Dataset entries:
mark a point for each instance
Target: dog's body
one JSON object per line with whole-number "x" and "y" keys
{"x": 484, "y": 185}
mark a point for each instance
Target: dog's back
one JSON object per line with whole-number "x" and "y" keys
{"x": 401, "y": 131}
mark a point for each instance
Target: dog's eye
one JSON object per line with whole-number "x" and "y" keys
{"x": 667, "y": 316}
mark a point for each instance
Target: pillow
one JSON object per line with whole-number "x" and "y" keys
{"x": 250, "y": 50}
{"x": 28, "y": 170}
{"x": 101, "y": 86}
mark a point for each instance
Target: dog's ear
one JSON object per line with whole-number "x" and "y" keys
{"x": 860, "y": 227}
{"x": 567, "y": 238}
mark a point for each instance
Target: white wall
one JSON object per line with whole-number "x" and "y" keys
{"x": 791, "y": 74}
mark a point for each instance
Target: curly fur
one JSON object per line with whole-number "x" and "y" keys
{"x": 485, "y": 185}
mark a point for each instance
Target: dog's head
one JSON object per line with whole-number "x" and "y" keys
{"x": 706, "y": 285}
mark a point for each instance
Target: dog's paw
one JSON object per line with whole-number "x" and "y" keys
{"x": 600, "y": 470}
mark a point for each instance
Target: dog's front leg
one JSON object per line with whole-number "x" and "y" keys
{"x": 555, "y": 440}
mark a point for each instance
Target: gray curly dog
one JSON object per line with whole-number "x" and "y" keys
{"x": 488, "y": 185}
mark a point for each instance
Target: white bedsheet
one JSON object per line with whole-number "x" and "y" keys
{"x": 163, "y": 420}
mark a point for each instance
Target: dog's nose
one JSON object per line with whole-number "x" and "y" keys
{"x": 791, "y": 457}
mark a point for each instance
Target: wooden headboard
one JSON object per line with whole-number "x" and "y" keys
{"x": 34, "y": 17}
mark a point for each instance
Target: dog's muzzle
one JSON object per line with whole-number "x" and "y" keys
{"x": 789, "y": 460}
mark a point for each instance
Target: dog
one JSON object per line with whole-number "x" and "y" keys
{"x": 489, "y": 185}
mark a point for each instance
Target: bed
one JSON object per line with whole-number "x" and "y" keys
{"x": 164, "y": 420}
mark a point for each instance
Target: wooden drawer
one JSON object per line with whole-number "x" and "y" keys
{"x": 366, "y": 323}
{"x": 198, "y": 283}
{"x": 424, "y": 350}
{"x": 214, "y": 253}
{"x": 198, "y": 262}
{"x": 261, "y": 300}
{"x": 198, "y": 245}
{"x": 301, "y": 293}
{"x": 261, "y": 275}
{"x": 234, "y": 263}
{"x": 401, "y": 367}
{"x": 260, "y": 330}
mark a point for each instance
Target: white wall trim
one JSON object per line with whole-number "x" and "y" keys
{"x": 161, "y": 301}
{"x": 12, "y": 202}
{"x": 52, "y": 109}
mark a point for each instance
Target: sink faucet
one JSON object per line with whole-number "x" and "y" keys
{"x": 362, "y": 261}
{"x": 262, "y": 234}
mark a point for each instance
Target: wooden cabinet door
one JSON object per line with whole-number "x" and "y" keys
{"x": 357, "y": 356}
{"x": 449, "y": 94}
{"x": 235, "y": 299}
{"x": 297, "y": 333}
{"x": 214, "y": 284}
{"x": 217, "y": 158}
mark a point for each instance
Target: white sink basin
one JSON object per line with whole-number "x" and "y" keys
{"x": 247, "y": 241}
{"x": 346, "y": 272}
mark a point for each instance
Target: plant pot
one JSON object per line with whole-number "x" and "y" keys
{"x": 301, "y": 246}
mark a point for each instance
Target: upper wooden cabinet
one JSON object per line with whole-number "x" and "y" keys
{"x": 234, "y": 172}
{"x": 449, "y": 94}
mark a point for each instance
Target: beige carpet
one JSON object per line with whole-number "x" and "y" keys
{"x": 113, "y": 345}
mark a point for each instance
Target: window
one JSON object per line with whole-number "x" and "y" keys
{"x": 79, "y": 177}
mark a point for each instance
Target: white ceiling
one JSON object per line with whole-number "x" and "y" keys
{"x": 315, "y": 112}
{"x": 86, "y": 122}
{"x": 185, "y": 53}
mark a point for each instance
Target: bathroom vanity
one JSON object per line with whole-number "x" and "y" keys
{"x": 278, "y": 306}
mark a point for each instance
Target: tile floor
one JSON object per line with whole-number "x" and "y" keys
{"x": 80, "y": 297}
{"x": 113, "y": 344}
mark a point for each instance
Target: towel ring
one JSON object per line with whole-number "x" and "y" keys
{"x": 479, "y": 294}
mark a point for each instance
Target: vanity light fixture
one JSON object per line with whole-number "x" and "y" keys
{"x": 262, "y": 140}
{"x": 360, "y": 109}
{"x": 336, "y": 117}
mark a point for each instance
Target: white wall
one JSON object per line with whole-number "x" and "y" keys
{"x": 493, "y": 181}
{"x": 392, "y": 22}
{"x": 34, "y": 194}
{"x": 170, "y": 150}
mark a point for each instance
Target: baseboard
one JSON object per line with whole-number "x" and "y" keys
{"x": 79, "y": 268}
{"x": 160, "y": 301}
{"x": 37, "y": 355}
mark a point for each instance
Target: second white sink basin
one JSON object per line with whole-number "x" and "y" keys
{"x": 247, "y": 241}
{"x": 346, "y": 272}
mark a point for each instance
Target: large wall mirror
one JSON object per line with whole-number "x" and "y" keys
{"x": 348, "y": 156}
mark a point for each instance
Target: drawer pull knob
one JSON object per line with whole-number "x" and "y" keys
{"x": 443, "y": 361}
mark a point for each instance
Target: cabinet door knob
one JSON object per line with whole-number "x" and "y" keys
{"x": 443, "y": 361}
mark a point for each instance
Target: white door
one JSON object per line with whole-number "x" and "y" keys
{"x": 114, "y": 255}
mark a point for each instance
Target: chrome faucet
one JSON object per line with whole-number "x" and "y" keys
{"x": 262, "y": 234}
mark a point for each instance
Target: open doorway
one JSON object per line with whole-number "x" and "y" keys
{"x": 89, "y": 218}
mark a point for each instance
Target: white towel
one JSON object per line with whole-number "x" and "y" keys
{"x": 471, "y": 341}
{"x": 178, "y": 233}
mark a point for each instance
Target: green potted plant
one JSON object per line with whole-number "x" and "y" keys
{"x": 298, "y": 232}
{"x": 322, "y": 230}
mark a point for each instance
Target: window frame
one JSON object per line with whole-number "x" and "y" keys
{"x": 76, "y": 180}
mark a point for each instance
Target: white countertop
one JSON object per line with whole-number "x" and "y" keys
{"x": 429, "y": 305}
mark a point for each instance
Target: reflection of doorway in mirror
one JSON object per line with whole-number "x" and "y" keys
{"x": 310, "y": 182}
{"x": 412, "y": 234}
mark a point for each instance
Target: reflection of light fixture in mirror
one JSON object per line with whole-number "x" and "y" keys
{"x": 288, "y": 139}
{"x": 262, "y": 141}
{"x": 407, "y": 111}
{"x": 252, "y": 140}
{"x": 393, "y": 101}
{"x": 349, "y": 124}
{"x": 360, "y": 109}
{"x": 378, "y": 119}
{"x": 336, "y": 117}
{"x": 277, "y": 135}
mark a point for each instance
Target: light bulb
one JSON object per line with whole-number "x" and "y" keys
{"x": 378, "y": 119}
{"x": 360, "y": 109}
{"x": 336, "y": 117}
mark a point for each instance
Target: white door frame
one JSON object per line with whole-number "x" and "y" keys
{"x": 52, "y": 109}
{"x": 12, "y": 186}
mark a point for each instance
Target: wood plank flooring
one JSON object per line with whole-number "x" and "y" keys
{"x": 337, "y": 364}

Exercise goal: Once more, set down the full listing, verbatim.

Exercise answer:
mark a point for each instance
Target: dog's body
one JSON object per line with whole-number "x" and "y" keys
{"x": 484, "y": 185}
mark a point for each instance
Target: dog's back
one JSON object per line with whole-number "x" and "y" keys
{"x": 401, "y": 131}
mark a point for each instance
Target: dog's eye
one JSON object per line with whole-number "x" and "y" keys
{"x": 667, "y": 316}
mark a point for each instance
Target: pillow
one JSON object per line with whole-number "x" and "y" keys
{"x": 250, "y": 50}
{"x": 28, "y": 170}
{"x": 101, "y": 86}
mark a point for each instance
Target: dog's ear
one JSON object per line with whole-number "x" and "y" keys
{"x": 860, "y": 227}
{"x": 567, "y": 238}
mark a point for each instance
Target: white wall
one JSON object per line with whole-number "x" and "y" keys
{"x": 791, "y": 74}
mark a point for each instance
Target: curly fur
one JSON object per line with whole-number "x" and "y" keys
{"x": 485, "y": 185}
mark a point for each instance
Target: dog's head
one JSON object per line with whole-number "x" and "y" keys
{"x": 706, "y": 285}
mark a point for each instance
Target: dog's paw
one JSON object per line with whole-number "x" and "y" keys
{"x": 600, "y": 470}
mark a point for each instance
Target: dog's front leg
one JSON object per line with whole-number "x" and "y" keys
{"x": 555, "y": 440}
mark a point for each instance
Target: gray curly dog
one JSON object per line with whole-number "x" and "y" keys
{"x": 488, "y": 185}
mark a point for each instance
Target: white bedsheet
one JSON object per line with whole-number "x" and "y" keys
{"x": 163, "y": 420}
mark a point for each instance
Target: dog's nose
one JSON object per line with whole-number "x" and "y" keys
{"x": 791, "y": 457}
mark a point for each instance
Target: wooden headboard
one JSON object per line with whole-number "x" and "y" keys
{"x": 34, "y": 17}
mark a point for each instance
Target: dog's muzzle
one JSON object per line with whole-number "x" and "y" keys
{"x": 789, "y": 460}
mark a point for each instance
Target: dog
one JSON object per line with whole-number "x" and "y" keys
{"x": 489, "y": 185}
mark a point for each instance
Target: bed
one JSON object per line with whole-number "x" and "y" keys
{"x": 164, "y": 420}
mark a point for each instance
Target: wooden drawer
one JSON object per line with whole-number "x" and "y" keys
{"x": 366, "y": 323}
{"x": 198, "y": 283}
{"x": 424, "y": 350}
{"x": 214, "y": 253}
{"x": 198, "y": 262}
{"x": 261, "y": 300}
{"x": 198, "y": 245}
{"x": 301, "y": 293}
{"x": 261, "y": 275}
{"x": 234, "y": 263}
{"x": 401, "y": 367}
{"x": 260, "y": 330}
mark a point for each instance
Target: white wall trim
one JSON object per line with whole-number "x" and "y" keys
{"x": 161, "y": 301}
{"x": 12, "y": 202}
{"x": 52, "y": 109}
mark a point for each instance
Target: sink faucet
one JSON object per line with whole-number "x" and "y" keys
{"x": 362, "y": 261}
{"x": 262, "y": 234}
mark a point for each instance
Target: wooden cabinet door
one JSON object per line with whole-number "x" and "y" keys
{"x": 357, "y": 356}
{"x": 449, "y": 94}
{"x": 235, "y": 299}
{"x": 297, "y": 333}
{"x": 214, "y": 284}
{"x": 217, "y": 158}
mark a point for each instance
Target: white sink basin
one JSON object per line with whole-number "x" and "y" keys
{"x": 247, "y": 241}
{"x": 346, "y": 272}
mark a point for each instance
Target: plant pot
one JSON object per line with whole-number "x" and "y" keys
{"x": 301, "y": 246}
mark a point for each instance
Target: upper wooden cabinet
one JSON object per line with whole-number "x" and "y" keys
{"x": 234, "y": 172}
{"x": 449, "y": 94}
mark a point for each instance
Target: beige carpet
one JSON object per line with whole-number "x" and "y" keys
{"x": 113, "y": 345}
mark a point for each instance
Target: window
one JSON object per line with whole-number "x" and "y" keys
{"x": 79, "y": 177}
mark a point for each instance
Target: white ceiling
one JSON object per line with whole-number "x" and "y" keys
{"x": 315, "y": 112}
{"x": 86, "y": 122}
{"x": 185, "y": 53}
mark a point for each instance
Target: bathroom vanity
one JSON object per line with whole-number "x" and "y" keys
{"x": 278, "y": 306}
mark a point for each instance
Target: tile floor
one JSON object per line with whole-number "x" and "y" keys
{"x": 80, "y": 297}
{"x": 113, "y": 344}
mark a point for each instance
Target: towel ring
one JSON object per line with whole-number "x" and "y" keys
{"x": 479, "y": 294}
mark a point for each instance
Target: vanity light fixture
one JSON object per line with whole-number "x" and "y" keys
{"x": 262, "y": 140}
{"x": 360, "y": 109}
{"x": 336, "y": 117}
mark a point for each instance
Target: white wall
one JSON object per line with whole-number "x" and "y" keys
{"x": 493, "y": 181}
{"x": 392, "y": 22}
{"x": 34, "y": 194}
{"x": 170, "y": 150}
mark a point for each instance
Target: baseboard
one JSON object per line with whole-number "x" and "y" keys
{"x": 79, "y": 268}
{"x": 160, "y": 301}
{"x": 37, "y": 355}
mark a point for each instance
Target: second white sink basin
one JSON object per line with whole-number "x" and "y" keys
{"x": 247, "y": 241}
{"x": 346, "y": 272}
mark a point for each instance
Target: large wall mirror
one JSON object per line with whole-number "x" and "y" keys
{"x": 348, "y": 156}
mark a point for each instance
Target: drawer pull knob
one JSON object per line with whole-number "x" and "y" keys
{"x": 443, "y": 361}
mark a point for each instance
Target: cabinet door knob
one JSON object per line with whole-number "x" and "y" keys
{"x": 443, "y": 361}
mark a point for each instance
Target: white door
one JSON object per line with whole-number "x" and "y" keys
{"x": 114, "y": 255}
mark a point for each instance
Target: chrome faucet
one JSON object per line with whole-number "x" and "y" keys
{"x": 262, "y": 234}
mark a point for each instance
Target: open doorway
one JSON object per line with whole-number "x" and "y" keys
{"x": 89, "y": 218}
mark a point for each instance
Target: white towel
one JSON object per line with whole-number "x" and "y" keys
{"x": 471, "y": 341}
{"x": 178, "y": 233}
mark a point for each instance
Target: green potted plant
one JSON object per line with whole-number "x" and "y" keys
{"x": 298, "y": 232}
{"x": 322, "y": 230}
mark a point for each instance
Target: window frame
one JSON object per line with whole-number "x" and "y" keys
{"x": 76, "y": 180}
mark a point for each instance
Target: white countertop
one JSON object per line with whole-number "x" and "y" keys
{"x": 429, "y": 305}
mark a point for each instance
Target: reflection of doorway in mirror
one JSON object per line with whole-number "x" and "y" keys
{"x": 310, "y": 182}
{"x": 412, "y": 234}
mark a point for each instance
Target: reflection of light fixture in mirror
one JSON object per line with whole-number "x" and "y" keys
{"x": 288, "y": 139}
{"x": 262, "y": 141}
{"x": 407, "y": 111}
{"x": 252, "y": 140}
{"x": 393, "y": 101}
{"x": 349, "y": 124}
{"x": 360, "y": 109}
{"x": 378, "y": 119}
{"x": 336, "y": 117}
{"x": 277, "y": 135}
mark a point for each instance
Target: light bulb
one JSON object per line with whole-number "x" and "y" keys
{"x": 378, "y": 119}
{"x": 360, "y": 109}
{"x": 336, "y": 117}
mark a point for each instance
Target: white door frame
one JSON object per line with whole-number "x" and "y" keys
{"x": 52, "y": 109}
{"x": 12, "y": 186}
mark a point for each instance
Target: wood plank flooring
one JSON object per line with whole-number "x" and "y" keys
{"x": 337, "y": 364}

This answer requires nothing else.